* [What to do]
Copy each line of the listing below where the word "Target" turns up.
■ ■ ■ ■ ■
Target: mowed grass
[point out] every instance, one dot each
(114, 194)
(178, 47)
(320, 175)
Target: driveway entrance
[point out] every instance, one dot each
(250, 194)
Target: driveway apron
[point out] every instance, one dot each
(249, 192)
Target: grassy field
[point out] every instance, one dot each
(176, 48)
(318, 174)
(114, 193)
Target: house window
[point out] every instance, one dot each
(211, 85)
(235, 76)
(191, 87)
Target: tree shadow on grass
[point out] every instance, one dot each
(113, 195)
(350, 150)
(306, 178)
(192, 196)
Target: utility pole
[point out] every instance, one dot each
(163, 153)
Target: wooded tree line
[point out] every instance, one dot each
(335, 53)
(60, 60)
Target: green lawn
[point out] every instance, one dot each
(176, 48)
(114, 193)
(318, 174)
■ ■ ■ ■ ■
* [Response to this exercise]
Target: mowed grass
Target: driveway entrance
Target: driveway apron
Target: grassy field
Target: house window
Target: tree shadow on grass
Target: utility pole
Target: wooded tree line
Target: green lawn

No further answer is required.